→ INSTRUCTIONS TO FOLLOW
Please retype the records below exactly, beginning at the line that contains "Have a look — do you notice any nightstand anywhere?" and stopping after the line that contains "Have a look — do you notice any white pillow".

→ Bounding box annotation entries

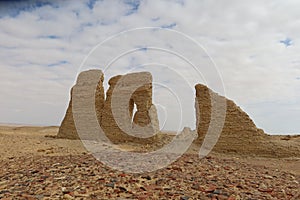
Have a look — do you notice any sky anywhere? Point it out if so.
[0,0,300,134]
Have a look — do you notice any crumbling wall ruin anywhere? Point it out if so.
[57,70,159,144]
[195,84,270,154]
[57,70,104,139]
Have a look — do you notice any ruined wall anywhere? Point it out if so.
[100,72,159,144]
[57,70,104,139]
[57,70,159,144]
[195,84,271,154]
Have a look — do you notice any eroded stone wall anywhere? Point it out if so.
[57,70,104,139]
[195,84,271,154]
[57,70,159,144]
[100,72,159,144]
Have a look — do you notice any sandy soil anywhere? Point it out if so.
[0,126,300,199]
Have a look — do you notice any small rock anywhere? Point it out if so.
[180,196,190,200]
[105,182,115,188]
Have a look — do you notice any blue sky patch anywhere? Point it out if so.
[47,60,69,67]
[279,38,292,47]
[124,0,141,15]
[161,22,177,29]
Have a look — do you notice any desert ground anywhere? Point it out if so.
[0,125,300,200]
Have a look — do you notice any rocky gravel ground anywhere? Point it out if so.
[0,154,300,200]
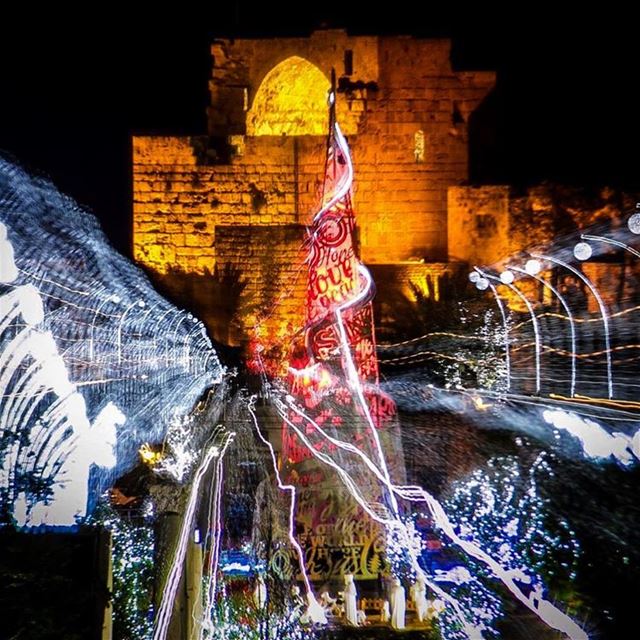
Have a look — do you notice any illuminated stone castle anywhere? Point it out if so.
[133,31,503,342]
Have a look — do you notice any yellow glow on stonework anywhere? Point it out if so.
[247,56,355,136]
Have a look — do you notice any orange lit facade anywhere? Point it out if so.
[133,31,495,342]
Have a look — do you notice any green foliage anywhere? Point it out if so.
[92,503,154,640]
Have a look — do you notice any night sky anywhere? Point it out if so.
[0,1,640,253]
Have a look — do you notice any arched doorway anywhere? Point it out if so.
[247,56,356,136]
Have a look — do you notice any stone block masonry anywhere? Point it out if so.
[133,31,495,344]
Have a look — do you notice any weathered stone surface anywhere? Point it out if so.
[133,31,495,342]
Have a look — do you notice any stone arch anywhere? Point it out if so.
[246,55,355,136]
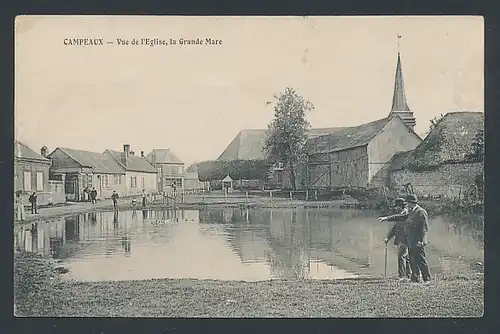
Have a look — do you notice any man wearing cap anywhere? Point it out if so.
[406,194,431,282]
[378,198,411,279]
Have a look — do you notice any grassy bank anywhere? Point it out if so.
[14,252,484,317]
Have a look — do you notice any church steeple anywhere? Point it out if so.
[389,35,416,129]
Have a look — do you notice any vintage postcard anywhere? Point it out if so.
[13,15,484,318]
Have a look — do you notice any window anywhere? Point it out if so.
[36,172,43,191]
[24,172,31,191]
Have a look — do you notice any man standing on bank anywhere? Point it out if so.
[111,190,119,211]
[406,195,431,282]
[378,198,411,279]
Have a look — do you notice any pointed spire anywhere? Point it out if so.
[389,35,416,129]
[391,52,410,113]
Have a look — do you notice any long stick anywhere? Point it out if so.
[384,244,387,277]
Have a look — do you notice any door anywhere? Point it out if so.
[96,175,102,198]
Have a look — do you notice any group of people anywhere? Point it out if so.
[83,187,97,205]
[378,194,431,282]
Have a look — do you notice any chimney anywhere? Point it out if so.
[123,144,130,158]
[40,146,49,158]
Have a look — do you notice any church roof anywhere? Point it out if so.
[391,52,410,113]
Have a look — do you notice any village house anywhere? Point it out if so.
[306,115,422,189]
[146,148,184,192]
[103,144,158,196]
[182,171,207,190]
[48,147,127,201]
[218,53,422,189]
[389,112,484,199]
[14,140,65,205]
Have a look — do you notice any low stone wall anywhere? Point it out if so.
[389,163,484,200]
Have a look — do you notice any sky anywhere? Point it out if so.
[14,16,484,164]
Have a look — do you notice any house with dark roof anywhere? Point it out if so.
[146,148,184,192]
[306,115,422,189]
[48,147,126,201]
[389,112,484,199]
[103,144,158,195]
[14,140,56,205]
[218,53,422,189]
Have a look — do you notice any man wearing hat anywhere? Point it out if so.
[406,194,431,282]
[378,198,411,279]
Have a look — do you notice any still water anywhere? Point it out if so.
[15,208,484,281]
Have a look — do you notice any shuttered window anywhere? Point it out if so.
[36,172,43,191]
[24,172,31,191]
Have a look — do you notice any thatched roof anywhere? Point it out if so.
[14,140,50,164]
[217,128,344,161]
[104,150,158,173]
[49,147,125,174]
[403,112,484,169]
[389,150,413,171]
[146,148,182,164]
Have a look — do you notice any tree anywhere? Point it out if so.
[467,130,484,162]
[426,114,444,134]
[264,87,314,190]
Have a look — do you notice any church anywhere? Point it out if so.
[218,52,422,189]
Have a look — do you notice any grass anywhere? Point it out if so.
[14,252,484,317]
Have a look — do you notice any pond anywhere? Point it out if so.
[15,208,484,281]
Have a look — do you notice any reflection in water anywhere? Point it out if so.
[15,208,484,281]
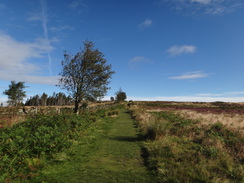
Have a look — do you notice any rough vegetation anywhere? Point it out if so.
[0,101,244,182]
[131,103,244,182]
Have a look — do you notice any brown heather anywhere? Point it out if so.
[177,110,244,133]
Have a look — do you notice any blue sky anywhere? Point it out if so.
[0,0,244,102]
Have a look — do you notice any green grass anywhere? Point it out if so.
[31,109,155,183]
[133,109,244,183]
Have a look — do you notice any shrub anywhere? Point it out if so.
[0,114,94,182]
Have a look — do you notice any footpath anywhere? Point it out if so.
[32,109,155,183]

---

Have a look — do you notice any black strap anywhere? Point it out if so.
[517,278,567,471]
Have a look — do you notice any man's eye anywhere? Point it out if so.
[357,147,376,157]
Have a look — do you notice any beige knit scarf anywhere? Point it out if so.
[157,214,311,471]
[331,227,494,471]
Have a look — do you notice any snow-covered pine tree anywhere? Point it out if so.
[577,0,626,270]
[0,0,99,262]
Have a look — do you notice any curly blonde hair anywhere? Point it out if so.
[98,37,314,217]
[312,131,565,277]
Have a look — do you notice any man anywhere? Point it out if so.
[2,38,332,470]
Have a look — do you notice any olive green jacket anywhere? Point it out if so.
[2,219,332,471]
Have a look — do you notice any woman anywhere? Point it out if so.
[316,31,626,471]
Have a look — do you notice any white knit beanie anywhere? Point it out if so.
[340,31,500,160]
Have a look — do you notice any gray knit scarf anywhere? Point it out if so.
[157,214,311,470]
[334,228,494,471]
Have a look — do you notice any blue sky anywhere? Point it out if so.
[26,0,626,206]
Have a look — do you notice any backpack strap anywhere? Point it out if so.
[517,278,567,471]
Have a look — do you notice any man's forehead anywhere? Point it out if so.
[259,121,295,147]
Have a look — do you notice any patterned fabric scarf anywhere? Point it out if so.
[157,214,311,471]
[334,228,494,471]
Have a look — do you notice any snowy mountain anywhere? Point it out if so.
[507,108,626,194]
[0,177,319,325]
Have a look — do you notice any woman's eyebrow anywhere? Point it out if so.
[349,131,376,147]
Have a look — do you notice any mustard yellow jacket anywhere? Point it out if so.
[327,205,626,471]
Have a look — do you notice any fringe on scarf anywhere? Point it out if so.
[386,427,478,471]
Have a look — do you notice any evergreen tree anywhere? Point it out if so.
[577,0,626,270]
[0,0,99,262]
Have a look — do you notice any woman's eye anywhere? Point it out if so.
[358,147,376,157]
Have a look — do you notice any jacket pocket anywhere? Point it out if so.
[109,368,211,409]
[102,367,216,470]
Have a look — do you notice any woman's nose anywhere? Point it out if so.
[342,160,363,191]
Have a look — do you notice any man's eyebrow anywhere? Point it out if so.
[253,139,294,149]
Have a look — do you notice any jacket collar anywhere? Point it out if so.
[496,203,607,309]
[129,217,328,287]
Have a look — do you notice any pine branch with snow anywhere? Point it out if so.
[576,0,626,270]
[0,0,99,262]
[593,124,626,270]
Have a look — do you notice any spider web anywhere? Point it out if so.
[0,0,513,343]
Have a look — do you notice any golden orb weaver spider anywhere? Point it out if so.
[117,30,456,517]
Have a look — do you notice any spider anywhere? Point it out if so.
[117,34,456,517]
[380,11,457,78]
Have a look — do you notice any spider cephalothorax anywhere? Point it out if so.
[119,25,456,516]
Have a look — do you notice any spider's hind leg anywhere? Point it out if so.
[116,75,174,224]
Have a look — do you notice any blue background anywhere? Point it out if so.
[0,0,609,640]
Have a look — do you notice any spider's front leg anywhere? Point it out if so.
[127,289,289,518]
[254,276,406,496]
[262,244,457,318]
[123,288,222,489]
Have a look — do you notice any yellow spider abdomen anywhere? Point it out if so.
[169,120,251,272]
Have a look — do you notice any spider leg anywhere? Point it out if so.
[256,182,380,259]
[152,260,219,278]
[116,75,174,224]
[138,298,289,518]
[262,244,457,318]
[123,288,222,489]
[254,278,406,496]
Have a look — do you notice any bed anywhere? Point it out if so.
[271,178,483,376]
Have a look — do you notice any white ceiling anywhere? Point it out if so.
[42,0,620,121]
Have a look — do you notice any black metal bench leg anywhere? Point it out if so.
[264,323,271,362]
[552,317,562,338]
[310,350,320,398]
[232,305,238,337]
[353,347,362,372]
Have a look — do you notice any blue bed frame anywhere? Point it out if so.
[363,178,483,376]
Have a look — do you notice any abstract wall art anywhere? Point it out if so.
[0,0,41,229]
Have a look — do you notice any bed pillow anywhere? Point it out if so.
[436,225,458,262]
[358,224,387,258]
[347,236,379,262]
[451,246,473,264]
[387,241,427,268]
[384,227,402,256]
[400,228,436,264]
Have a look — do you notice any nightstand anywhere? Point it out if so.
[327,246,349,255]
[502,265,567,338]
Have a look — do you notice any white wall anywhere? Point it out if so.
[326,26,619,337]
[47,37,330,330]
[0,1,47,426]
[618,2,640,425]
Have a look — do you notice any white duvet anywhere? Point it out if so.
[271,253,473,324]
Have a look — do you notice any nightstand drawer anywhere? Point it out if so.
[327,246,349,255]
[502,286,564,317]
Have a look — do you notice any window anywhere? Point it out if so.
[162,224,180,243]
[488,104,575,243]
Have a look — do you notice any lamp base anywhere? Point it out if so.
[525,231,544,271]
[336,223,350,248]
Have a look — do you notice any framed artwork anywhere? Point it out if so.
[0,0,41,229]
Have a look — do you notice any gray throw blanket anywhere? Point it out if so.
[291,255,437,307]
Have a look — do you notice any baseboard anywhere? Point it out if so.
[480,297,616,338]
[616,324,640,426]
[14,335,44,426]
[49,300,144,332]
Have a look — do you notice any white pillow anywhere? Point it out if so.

==

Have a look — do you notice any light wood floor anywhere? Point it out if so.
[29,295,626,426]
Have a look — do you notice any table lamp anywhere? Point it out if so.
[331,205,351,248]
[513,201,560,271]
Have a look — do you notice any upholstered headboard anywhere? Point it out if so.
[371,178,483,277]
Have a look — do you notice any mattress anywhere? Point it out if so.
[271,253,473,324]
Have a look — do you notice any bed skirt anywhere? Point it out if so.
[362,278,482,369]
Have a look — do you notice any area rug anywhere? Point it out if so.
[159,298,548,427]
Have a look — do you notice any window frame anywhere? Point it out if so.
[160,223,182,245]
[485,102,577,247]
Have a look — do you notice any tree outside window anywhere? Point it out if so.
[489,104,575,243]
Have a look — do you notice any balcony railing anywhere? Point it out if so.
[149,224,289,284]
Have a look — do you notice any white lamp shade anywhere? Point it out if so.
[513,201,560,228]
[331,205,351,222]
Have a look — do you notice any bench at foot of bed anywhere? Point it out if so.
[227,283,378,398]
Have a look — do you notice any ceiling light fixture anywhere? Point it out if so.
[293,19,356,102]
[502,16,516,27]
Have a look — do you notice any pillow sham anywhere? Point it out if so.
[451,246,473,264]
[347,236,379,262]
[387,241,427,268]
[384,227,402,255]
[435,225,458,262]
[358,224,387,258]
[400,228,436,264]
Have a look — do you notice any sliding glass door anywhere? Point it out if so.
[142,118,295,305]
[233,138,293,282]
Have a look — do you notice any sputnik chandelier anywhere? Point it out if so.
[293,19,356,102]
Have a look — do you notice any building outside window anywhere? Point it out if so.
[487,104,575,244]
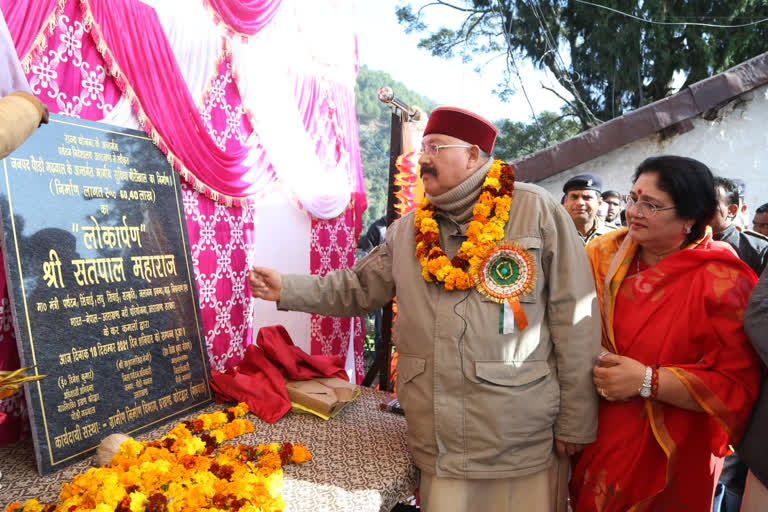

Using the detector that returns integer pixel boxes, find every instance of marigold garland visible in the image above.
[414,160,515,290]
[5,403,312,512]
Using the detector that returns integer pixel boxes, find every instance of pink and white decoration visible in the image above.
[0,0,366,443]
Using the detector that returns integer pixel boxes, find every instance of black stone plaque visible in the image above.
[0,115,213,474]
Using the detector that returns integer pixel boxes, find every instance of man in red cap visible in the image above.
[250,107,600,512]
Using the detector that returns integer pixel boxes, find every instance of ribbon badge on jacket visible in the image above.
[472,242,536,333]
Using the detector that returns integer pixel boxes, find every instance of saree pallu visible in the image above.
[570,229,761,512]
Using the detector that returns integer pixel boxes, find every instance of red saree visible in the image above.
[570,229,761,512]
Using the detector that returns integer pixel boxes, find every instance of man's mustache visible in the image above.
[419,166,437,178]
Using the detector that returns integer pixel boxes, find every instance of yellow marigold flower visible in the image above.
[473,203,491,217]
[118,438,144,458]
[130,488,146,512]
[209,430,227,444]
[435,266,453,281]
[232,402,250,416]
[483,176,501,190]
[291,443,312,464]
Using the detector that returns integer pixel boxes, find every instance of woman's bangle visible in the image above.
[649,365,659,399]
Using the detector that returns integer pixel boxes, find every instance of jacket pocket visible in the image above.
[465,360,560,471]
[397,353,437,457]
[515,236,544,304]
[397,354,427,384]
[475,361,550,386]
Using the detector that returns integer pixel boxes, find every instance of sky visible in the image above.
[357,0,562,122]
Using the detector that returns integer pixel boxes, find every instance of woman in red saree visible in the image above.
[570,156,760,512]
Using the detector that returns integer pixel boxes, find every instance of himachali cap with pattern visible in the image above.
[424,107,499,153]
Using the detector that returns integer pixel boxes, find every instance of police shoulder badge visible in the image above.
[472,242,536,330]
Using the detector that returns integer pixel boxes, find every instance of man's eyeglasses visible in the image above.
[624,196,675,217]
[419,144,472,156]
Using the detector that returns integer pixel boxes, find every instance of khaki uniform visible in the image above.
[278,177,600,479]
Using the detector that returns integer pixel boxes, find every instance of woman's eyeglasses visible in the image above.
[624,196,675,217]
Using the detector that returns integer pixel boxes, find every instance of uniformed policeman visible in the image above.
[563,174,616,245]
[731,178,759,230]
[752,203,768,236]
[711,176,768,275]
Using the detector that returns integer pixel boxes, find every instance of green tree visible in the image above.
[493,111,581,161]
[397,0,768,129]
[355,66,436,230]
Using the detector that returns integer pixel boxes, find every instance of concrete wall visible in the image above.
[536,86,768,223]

→ EXPECTED OUTPUT
Have a look — do you notice any nightstand anywhere? Point it out if so.
[327,246,349,255]
[502,265,567,338]
Have a look — do you notice any white wall anywhere? Point it out if so.
[326,26,619,337]
[47,37,330,330]
[0,1,47,426]
[618,2,640,425]
Have a look — do you notice any white duvet anywhere? Point it out if so.
[271,253,473,324]
Have a look — do you notice any nightstand drawer anywhere? Point it out if so.
[327,246,349,255]
[502,286,564,317]
Have a look — do you notice any window anywhere? Point it out if so.
[162,224,180,243]
[488,104,575,243]
Have a look — do you notice any lamp base anywhere? Point it out if so.
[525,231,544,271]
[336,223,350,248]
Have a look — do you notice any framed artwork anywhere? Point it out if so.
[0,0,41,229]
Have a look — do you notice any gray throw blanket anywhere? Point it out if so.
[291,255,437,307]
Have a look — do you notice any baseboard anywhere? Point it out if so.
[480,297,616,338]
[616,324,640,426]
[14,335,44,426]
[49,300,144,332]
Have a look — do you notice any white pillow anywhere? Point it out if so.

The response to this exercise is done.